**DATA TO USE:**
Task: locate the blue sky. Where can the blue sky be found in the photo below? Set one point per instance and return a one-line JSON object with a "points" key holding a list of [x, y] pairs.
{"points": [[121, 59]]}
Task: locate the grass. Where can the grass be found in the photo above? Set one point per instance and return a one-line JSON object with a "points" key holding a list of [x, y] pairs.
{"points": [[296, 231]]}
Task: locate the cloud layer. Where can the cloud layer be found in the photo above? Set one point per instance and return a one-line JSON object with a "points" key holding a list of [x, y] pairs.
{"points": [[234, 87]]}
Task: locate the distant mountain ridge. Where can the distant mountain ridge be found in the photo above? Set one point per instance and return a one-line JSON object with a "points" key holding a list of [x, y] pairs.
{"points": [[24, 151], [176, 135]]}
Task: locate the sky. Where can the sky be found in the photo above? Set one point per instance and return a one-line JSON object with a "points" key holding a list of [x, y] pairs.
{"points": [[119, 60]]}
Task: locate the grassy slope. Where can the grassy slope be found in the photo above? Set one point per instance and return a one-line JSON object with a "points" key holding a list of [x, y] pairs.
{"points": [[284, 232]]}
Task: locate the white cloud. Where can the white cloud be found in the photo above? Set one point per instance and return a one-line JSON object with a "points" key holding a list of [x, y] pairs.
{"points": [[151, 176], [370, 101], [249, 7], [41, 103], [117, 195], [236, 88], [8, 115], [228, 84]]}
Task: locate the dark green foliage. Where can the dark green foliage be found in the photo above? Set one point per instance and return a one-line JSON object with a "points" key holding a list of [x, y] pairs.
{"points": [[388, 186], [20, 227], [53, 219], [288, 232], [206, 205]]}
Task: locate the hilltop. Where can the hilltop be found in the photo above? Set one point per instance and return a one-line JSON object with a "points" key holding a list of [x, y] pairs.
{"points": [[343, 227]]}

--

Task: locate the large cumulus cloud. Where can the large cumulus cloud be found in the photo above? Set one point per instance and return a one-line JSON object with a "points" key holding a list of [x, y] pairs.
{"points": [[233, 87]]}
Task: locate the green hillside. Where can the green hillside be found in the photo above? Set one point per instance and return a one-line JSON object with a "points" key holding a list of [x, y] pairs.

==

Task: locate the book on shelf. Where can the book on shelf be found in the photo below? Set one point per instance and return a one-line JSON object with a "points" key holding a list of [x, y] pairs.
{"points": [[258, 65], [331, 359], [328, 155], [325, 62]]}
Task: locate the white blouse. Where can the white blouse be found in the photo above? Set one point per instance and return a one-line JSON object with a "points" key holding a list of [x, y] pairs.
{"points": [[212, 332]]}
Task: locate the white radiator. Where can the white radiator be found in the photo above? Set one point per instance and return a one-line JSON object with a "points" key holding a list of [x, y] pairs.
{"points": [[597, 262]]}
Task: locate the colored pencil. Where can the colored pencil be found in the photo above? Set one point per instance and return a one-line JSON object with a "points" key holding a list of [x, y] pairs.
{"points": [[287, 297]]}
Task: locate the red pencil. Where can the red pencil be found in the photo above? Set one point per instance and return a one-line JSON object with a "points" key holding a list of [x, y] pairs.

**TASK BRIEF:** Go to the line with "Task: locate the large" in the entries above and repeat every line from there through the line with "Task: locate the green", exactly and with no other text.

**WORKED SOLUTION:**
Task: locate the large cumulus cloud. Where can the large cumulus cloud be found in the photo above? Set one point per instance and return a one-line JSON object with a "points" key holding a list of [x, y] pairs.
{"points": [[233, 87]]}
Task: locate the green hillside. Where can the green hillside be found in the photo above? Set one point per instance and return a one-line JSON object with a "points" key holding a list of [x, y] pairs.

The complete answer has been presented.